What you need to do: Reproduce word for word the part of the forum thread about the Facebook security researcher starting at "In that interpretation, Alex" and ending at "was really bad.".

Document passage:

You don't know that's what happened, even the researcher didn't say that. You're extrapolating.
A much more reasonable and likely explanation of the same set of things we've been told:
Alex Stamos called Synack and said that the AWS credentials, which, by the researchers own admission, he'd chosen to retain long after the vulnerability he reported was fixed, had to be deleted, and that if they weren't and the researcher continued to use them, the situation would be out of Stamos' hands and into Facebook legal's, at which point he couldn't keep him from being prosecuted.
In that interpretation, Alex isn't threatening the researcher; he's (very reasonably) saying "you cannot use these credentials you've taken from the server, and if you keep doing that, I can't take responsibility for how Facebook will handle this, so you should stop right away before you harm yourself."
it's utterly trivial to revoke and reissue aws access keys. trying to paint this as a necessary security measure is incredibly dishonest. the only plausible reasons to loop in his employer and mention legal remedies are intimidation and incompetence and as you've assured us incompetence is off the table...
blazespin > > But threatening to call the cops was really bad.
tptacek > You don't know that's what happened, even the researcher didn't say that. You're extrapolating.
From Wes' blog (presumably based on his boss' oral description of the call): "Alex then stated that he did not want to have to get Facebook's legal team involved, but that he wasn't sure if this was something he needed to go to law enforcement over."

Data provided:
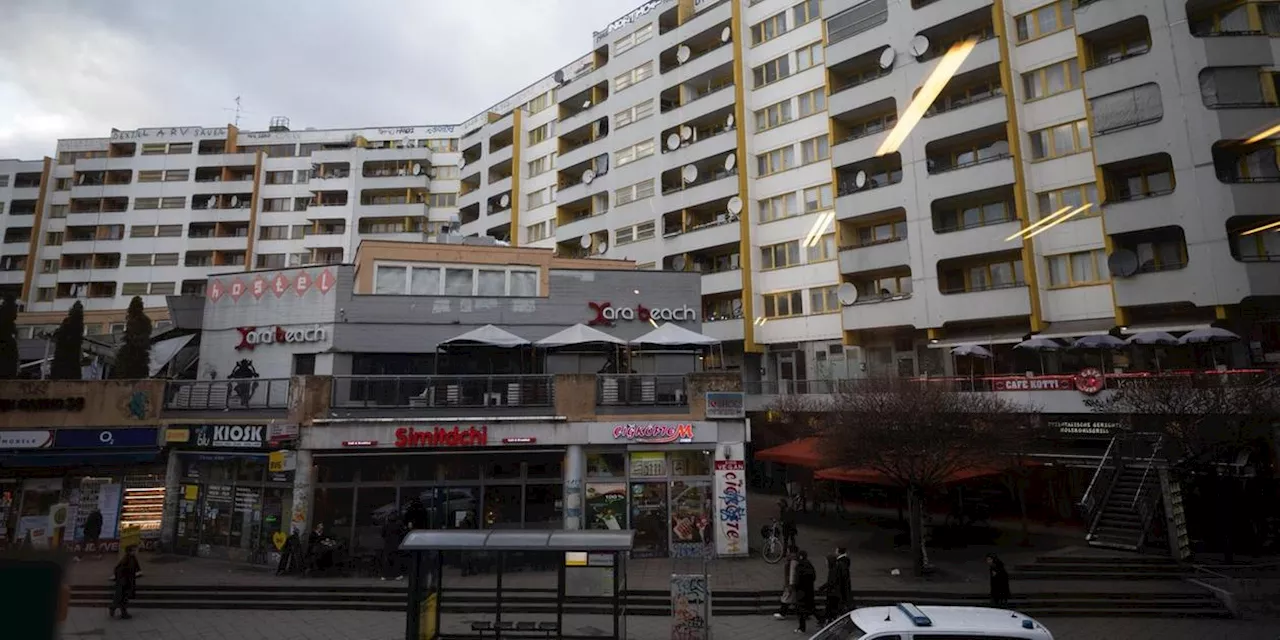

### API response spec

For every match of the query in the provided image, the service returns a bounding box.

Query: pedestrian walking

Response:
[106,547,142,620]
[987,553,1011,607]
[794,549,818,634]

--

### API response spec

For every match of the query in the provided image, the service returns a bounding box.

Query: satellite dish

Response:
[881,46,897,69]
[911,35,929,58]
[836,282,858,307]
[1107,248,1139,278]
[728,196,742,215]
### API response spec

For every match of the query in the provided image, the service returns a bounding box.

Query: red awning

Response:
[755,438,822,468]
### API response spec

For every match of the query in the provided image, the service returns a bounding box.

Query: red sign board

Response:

Solution to this exercise:
In that interpretation, Alex isn't threatening the researcher; he's (very reasonably) saying "you cannot use these credentials you've taken from the server, and if you keep doing that, I can't take responsibility for how Facebook will handle this, so you should stop right away before you harm yourself."
it's utterly trivial to revoke and reissue aws access keys. trying to paint this as a necessary security measure is incredibly dishonest. the only plausible reasons to loop in his employer and mention legal remedies are intimidation and incompetence and as you've assured us incompetence is off the table...
blazespin > > But threatening to call the cops was really bad.